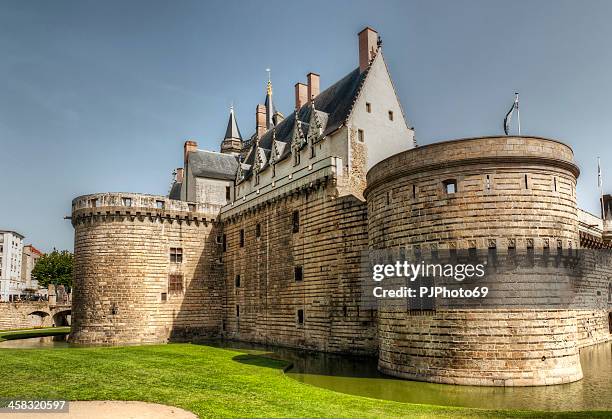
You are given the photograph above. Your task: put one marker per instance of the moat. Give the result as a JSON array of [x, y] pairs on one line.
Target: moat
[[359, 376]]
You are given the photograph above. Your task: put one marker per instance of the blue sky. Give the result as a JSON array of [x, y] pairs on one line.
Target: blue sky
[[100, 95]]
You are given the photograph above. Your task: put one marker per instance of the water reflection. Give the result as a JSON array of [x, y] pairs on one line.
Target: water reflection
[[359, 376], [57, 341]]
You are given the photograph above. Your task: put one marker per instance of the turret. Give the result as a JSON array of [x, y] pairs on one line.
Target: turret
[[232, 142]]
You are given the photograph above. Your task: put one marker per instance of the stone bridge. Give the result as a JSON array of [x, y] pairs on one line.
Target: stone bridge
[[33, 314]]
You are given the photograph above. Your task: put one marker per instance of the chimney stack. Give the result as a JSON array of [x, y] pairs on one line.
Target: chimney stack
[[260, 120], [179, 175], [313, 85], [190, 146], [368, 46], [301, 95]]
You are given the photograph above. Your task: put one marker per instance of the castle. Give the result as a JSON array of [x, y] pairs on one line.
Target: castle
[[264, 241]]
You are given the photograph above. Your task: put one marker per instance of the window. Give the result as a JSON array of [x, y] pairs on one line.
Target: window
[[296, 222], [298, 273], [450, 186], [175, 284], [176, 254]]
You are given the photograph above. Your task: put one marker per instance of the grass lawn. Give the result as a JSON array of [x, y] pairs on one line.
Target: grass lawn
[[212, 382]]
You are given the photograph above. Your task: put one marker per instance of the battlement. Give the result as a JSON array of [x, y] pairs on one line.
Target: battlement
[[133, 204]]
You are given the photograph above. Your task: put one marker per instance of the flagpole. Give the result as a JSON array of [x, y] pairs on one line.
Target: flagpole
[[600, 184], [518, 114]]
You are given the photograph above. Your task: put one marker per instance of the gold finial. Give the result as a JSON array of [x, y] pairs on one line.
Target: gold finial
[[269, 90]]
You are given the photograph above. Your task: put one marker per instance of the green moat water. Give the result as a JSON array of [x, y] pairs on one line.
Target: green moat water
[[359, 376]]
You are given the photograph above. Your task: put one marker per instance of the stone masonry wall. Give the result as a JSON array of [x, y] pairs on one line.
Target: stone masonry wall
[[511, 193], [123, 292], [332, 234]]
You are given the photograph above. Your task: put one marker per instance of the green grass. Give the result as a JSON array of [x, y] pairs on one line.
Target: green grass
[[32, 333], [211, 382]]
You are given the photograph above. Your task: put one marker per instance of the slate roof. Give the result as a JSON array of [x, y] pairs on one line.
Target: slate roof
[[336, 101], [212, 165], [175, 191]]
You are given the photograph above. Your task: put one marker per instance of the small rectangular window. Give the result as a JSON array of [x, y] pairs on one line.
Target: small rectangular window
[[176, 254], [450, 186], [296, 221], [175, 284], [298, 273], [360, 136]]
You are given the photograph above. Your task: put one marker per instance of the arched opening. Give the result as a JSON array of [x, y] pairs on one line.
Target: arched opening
• • • •
* _INSTRUCTIONS FOR THE TASK_
Reproduce all of the data above verbatim, omitting the pictures.

* _SOLUTION FOR THIS TASK_
You are given the photograph above. Your task: put one marker per instance of the moat. Give the result as a JSON array of [x, y] pairs on one line.
Target: moat
[[359, 376]]
You are given the photograph above. Your task: put one marker per instance of the blue sky. Give the result as a JSON array of [x, y] pairs on one line.
Target: blue sky
[[100, 95]]
You are given the photograph above. Your task: put one marker per instance of the water reflection. Give the result as a JSON array of [x, y] pairs on one line.
Target: water reflection
[[359, 376], [57, 341]]
You are given the photograph above. Your task: put one marker per instance of the turret. Give the result as a JSON array of [x, y] pairs on one line.
Target: turret
[[232, 142]]
You are given the photograph above. Your task: put one marker per instance of the stone bridge. Give the result as a JSON array of [x, y] pairs on one line.
Target: stone bridge
[[33, 314]]
You are given the photograph above. Your task: put one marker per instance of the chimney stack. Give the result as a JSON array of [x, y] pairs on one line.
Target: chimney stack
[[260, 120], [179, 175], [313, 85], [190, 146], [368, 46], [301, 95]]
You are given the photograph above. Your task: put one marker per instance of the castle. Give the result as a JSON array of [x, y] pairs on one line.
Target: castle
[[264, 241]]
You are given the photograph above. Your task: put one marker per instance of the window. Give the result as a JSON array of [x, y] pairs on one line.
Target: window
[[296, 222], [298, 273], [450, 186], [175, 284], [176, 254]]
You are given the photograph above. Your task: put one marker per instance of the grass lawn. Give the result as a JSON array of [x, y] pairs on one line.
Target: grass lawn
[[212, 382]]
You are given the photograph above. Your task: put one marker per instance of the battlement. Give the result as a JSON array of [x, y] pairs on one line.
Target: battlement
[[133, 204]]
You are given the photograph above. Your task: put one marker per instance of the flagpole. Give the result as a JSON array of [x, y] pairs on one line.
Target: flagpole
[[600, 184], [518, 114]]
You are given the photograph above. Your task: put one marker per instance of the gold finial. Give the result as a JSON array of [x, y] pairs on one line.
Target: gold finial
[[269, 90]]
You are given the photograph above. Your task: put one marker per instance of the green moat water. Give the result as a JSON array of [x, y] pairs on one line.
Target: green moat water
[[359, 376]]
You are given the photograph above. Your task: put one marker per instance of the stone masonry wall. Give the result as a JSON array of [x, y] pairs on one line.
Target: stone masonry wall
[[511, 193], [123, 292], [332, 234]]
You are given the photograph above. Your task: put one marker per instance of the green grass. Give the result as a JSON array of [x, y] pairs on one line.
Target: green grass
[[32, 333], [211, 382]]
You are given the photograph above. Your task: put one marker per instance of the slate roof. Give the result as a JSON array of [x, y] pairs on one line.
Target: slate roof
[[336, 101], [212, 165], [175, 191]]
You are given the photograph above. Your task: put one marker per instance of the small rectangular window. Give the result as a JSON array of [x, y] pairs on one line.
Target: small rectangular window
[[176, 254], [450, 186], [296, 221], [175, 284], [298, 273], [360, 136]]
You are given the photograph above. Your task: put one marker per instance of the arched opening. Give the result as a JSON array of [x, y] pairs on one line.
Target: arched opening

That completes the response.